Trade between Russia and the European Union started to improve in early 2017 despite trade barriers from mutual sanctions introduced three years ago, according to the latest report by the European Parliament.
“In the first half of 2017, EU-Russia trade grew by 26 percent year-on-year, ending a prolonged downturn,” the report says.
However, mutual trade between Russia and the 26-nation bloc is still down by 45 percent against December 2013, according to Brussels analysts. At the same time, the EU reportedly remains Russia's biggest foreign trading partner. EU countries account for nearly 47 percent of Russian international trade, as of the middle of the current year.
“The EU exports a diversified mix of mainly manufactured goods to Russia – machinery, cars, electrical and electronic equipment, medicines and agrifood. Russian exports to the EU are dominated by fossil fuels, followed by metals,” the report says, stressing that massive energy exports from Russia to the EU tipped the trade balance toward a substantial Russian surplus.
As to the effect of anti-Russia sanctions, the experts say that banning such categories of Russian exports as arms, dual-use equipment and innovative technologies for developing hard-to-access oil reserves could have its impact on Russia’s crude production only in the long term.

_Problems to solve_.
**a)** Duplicate the passage of the article on EU-Russia trade from "However, mutual trade" to "the current year.".
**b)** Answer these questions using the article on EU-Russia trade:
(i) By what percentage did EU-Russia trade grow year-on-year in the first half of 2017?
(ii) What share of Russian international trade do EU countries account for as of the middle of the year?
(iii) What dominates Russian exports to the EU?
**c)** Write the next part of the article on EU-Russia trade, picking up after its final sentence.

_The data_.
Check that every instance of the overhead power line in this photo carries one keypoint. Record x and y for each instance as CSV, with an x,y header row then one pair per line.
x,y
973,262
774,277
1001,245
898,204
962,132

* * *

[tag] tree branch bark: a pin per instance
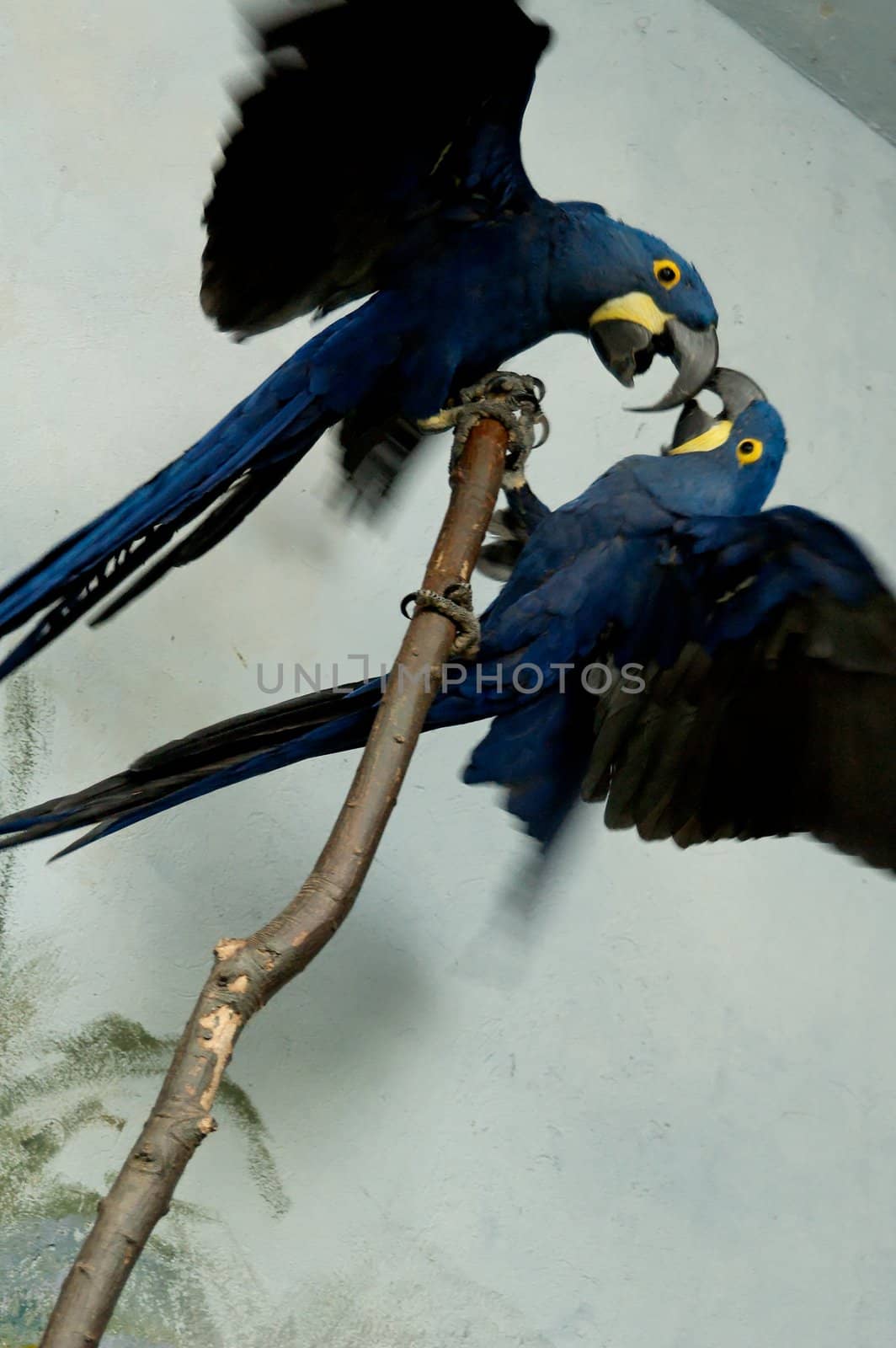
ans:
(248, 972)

_Task-by-task outputs_.
**a)**
However, mutual trade between Russia and the 26-nation bloc is still down by 45 percent against December 2013, according to Brussels analysts. At the same time, the EU reportedly remains Russia's biggest foreign trading partner. EU countries account for nearly 47 percent of Russian international trade, as of the middle of the current year.

**b)**
(i) 26 percent
(ii) Nearly 47 percent
(iii) Fossil fuels, followed by metals

**c)**
“However, the immediate impact on trade volumes is limited as all three categories only represent a small percentage of Russian exports,” the report says.
The most significant impact on the mutual trade was reportedly produced by Russian mirror measures adopted in August 2014, which banned various EU agricultural and food goods. According to the report, most EU food producers have adapted to the ban turning to other markets, including the US and China. However, some members have been particularly hard-hit.
“Finland, Latvia, and Estonia have lost 37, 33 and 26 percent of their third-country agrifood exports,” the report says.
The issue of the Russian food embargo is really sensitive, particularly in the Baltic nations, according to a Member of the European Parliament from Estonia, Yana Toom.
“Estonian meat and dairy industry had to get through bid problems and hasn’t recovered from the blow yet,” she told RT.